### Work request:
Copy the material starting at its first line and ending at the line containing "318L549 319L546 303L534", swapping every "rough mask" for "coarse mask" and keeping all else the same. Leave the picture out.

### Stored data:

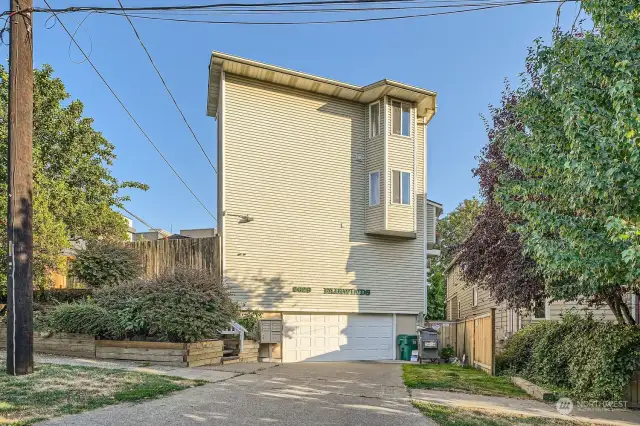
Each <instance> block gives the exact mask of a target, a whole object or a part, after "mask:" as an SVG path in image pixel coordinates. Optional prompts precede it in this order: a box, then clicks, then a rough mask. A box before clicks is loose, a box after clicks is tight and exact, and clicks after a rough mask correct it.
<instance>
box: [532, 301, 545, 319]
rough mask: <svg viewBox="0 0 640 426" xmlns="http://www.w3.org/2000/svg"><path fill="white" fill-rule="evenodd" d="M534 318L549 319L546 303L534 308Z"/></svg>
mask: <svg viewBox="0 0 640 426" xmlns="http://www.w3.org/2000/svg"><path fill="white" fill-rule="evenodd" d="M533 318H534V319H547V303H546V302H541V303H537V304H536V305H535V306H534V307H533Z"/></svg>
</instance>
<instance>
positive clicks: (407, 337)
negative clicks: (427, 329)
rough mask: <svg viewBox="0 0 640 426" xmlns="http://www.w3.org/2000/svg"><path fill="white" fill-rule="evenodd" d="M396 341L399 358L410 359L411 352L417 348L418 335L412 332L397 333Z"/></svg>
mask: <svg viewBox="0 0 640 426" xmlns="http://www.w3.org/2000/svg"><path fill="white" fill-rule="evenodd" d="M396 343H397V345H398V346H399V348H400V359H401V360H403V361H411V352H412V351H414V350H416V349H418V336H416V335H413V334H399V335H398V337H396Z"/></svg>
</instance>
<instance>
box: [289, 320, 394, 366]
mask: <svg viewBox="0 0 640 426" xmlns="http://www.w3.org/2000/svg"><path fill="white" fill-rule="evenodd" d="M283 320H284V329H285V330H286V333H285V336H284V337H283V339H284V340H283V344H284V348H283V349H284V351H283V352H284V361H285V362H295V361H304V360H307V361H351V360H382V359H392V357H393V346H392V343H393V332H392V329H393V327H392V325H393V318H392V316H391V315H366V314H333V315H331V314H329V315H325V314H312V315H284V316H283Z"/></svg>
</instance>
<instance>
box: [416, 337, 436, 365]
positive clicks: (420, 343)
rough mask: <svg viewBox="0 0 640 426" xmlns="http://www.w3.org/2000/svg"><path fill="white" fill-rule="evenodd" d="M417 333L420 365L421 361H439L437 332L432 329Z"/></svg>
mask: <svg viewBox="0 0 640 426" xmlns="http://www.w3.org/2000/svg"><path fill="white" fill-rule="evenodd" d="M418 332H419V333H420V334H419V337H420V338H419V354H420V364H422V361H423V360H430V361H432V362H434V361H439V360H440V355H439V342H438V332H437V331H436V330H434V329H433V328H422V329H420V330H418Z"/></svg>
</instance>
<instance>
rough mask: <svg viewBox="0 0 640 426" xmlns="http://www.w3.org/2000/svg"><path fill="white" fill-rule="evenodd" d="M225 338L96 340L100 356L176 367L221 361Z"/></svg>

### Written response:
Each <instance> block gives the exact mask of a target, a whole object or a part, after "mask:" as an SVG path in image pixel coordinates. Optional prompts precede it in this order: a box, then clicks, then a coarse mask. A box before clicks is loose, a box after clicks is tight and exact, and clicks after a coarse mask correct it.
<instance>
box: [532, 301, 545, 319]
coarse mask: <svg viewBox="0 0 640 426" xmlns="http://www.w3.org/2000/svg"><path fill="white" fill-rule="evenodd" d="M534 318L549 319L546 303L534 308Z"/></svg>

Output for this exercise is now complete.